◆ Required tasks ◆
[1] Reproduce the passage about the smart-card interface circuit, starting at "You’ll find variations" and ending at "solved, move on.".
[2] Continue the post about the SIM card reader circuit from its last sentence.

◆ Reading text ◆
◇ ◇ ◇

原文出自 http://hilbert-space.de/?p=135
While laying out a PCB for my SWP reader project I realized that I haven’t ever tested the ISO-7816 (aka contact) interface yet. I probably forgot that because it’s not all that difficult and not that interesting, but I’d rather see it working before I order PCBs.
So I spend an hour or two in the internet looking for inspiration how other people did it. There are lots of specialized chips for this purpose out there, but sourcing is always a problem and since it’s “just” a simple serial interface I was more interested in a simple hack that will work.
Turns out there are a lot of simple SIM/Smart-card readers out there that just do this, and they pretty much all look like this:
Here Q1 is running as a open collector driver with R1 as a pull-up resistor. This transistor will invert the signal, that’s why there is an additional inverter A1 in front of the base. R2 and C1 are the usual base-resistor and speed-up capacitor.
You’ll find variations of this basic circuit all over the net. Sometimes they omit the speed-up capacitor, sometimes you find buffers in the RX-UART path, but that’s it basically.
I heated up my soldering iron and gave this circuit a test drive, and lo and behold: It works as expected (aka good enough in practice).
So problem solved, move on.
Not so. In the middle of the night it came to me, that almost the entire circuit is unnecessary. What does it really do? On the Q1 collector we see a replica of the TX-UART signal. The SIM card IO pin (which is just an open collector IO-pin) is able to pull the signal down at will without causing a short to TX-UART.
RX-UART picks up this signal and echoes back either what comes from TX-UART or from IO. Neither pin is pulling up the signal, that’s what R1 is doing.

◇ ◇ ◇

◆ Raw data ◆
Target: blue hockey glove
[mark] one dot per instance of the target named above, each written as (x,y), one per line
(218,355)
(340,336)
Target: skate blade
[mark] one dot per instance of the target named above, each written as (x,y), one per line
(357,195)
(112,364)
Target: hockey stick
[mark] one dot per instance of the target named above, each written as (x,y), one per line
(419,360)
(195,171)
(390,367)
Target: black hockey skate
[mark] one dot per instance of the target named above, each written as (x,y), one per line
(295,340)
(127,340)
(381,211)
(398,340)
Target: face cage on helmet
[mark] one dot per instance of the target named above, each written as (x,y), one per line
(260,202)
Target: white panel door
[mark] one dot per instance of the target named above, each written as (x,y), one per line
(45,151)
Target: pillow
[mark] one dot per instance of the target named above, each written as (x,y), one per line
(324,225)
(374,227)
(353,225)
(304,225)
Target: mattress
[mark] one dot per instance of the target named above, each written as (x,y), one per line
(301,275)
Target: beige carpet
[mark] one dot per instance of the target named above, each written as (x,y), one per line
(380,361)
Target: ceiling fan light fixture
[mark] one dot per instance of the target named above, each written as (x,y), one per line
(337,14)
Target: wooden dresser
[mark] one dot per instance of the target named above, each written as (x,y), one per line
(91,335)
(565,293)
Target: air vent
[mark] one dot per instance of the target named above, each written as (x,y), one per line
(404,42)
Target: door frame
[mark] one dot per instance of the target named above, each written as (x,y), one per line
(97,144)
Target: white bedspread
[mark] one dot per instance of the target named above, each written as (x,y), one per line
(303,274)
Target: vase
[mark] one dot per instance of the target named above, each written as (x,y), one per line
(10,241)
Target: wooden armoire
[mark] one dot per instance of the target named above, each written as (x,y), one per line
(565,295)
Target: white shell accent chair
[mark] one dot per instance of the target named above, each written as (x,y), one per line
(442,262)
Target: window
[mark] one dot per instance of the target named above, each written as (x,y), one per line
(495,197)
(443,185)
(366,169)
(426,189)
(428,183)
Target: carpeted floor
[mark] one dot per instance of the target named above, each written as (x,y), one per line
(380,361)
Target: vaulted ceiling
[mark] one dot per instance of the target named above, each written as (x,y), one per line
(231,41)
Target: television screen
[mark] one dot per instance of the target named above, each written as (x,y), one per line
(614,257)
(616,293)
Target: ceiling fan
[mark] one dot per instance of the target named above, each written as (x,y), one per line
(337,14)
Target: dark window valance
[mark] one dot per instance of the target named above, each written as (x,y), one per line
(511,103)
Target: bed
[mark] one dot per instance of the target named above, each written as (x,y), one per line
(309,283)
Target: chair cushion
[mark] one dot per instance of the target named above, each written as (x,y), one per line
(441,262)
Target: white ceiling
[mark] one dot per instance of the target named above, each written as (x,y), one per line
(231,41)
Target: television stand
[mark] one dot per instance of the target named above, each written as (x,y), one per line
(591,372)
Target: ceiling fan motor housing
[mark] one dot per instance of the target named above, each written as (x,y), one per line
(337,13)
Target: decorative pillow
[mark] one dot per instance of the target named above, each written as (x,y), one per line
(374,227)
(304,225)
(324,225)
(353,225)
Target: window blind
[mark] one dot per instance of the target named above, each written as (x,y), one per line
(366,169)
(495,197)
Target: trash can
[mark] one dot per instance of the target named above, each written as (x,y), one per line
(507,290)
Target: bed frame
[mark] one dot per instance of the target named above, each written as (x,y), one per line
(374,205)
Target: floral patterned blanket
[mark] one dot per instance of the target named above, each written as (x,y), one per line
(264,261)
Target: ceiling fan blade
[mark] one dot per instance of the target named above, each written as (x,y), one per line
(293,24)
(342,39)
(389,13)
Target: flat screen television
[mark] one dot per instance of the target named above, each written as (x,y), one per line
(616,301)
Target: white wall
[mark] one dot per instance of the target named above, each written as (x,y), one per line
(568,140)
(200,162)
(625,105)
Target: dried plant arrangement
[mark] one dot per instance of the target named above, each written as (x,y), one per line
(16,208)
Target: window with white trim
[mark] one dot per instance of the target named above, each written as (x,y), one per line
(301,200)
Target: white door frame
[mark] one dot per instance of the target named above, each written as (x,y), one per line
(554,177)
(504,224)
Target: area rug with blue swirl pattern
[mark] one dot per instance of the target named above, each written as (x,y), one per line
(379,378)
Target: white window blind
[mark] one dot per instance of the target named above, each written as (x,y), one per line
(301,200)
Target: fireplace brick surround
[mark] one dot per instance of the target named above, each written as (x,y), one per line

◇ ◇ ◇

◆ Task-by-task results ◆
[1]
You’ll find variations of this basic circuit all over the net. Sometimes they omit the speed-up capacitor, sometimes you find buffers in the RX-UART path, but that’s it basically.
I heated up my soldering iron and gave this circuit a test drive, and lo and behold: It works as expected (aka good enough in practice).
So problem solved, move on.

[2]
So how about this:
It’s working just the same, just faster and with less parts.
In case that TX-UART is transmitting, and IO is listening the singal will just pass R1. If TX-UART stops transmitting the UART will go into idle-state (logic high). This effectively ties R1 to VCC and we have exactly the same behaviour as with the more “complex” circuit.
If the SIM transmit something SIM-IO just pulls the line down to ground. A bit of current will flow out of TX-UART, but that’s fine. Compared to drive a LED from a GPIO pin that’s nothing.
If you feel inspired to try this out, here is a short how-to:
- Configure the UART on the micro-controller side for 9600 baud, 8 data bits, two stop-bits and even parity.
- Power the SIM VCC pin, have reset low.
- Apply a clock signal 372 times the UART baud-rate: 3.57 Mhz.
- Wait a little for the SIM/SmartCard to stabilize.
- Raise the reset line to taking the SIM-card out of reset.
And then watch the Answer to Rest (ATR) signature arriving at your micro-controller UART-RX pin. You’re now ready to implement the ISO7816-3 T=0 or T=1 protocol and do some real data-exchange. With practically any micro-controller and just a simple resistor.
Oh, by the way. You’re allowed to let the IO pin of the SIM to pull down up to 500µA, so if you get problems with stray capacitance just lower R1. Minimum values are:
- 3.6k for 1.8V supply
- 6.6k for 3.3V supply
- 10k for 5V supply.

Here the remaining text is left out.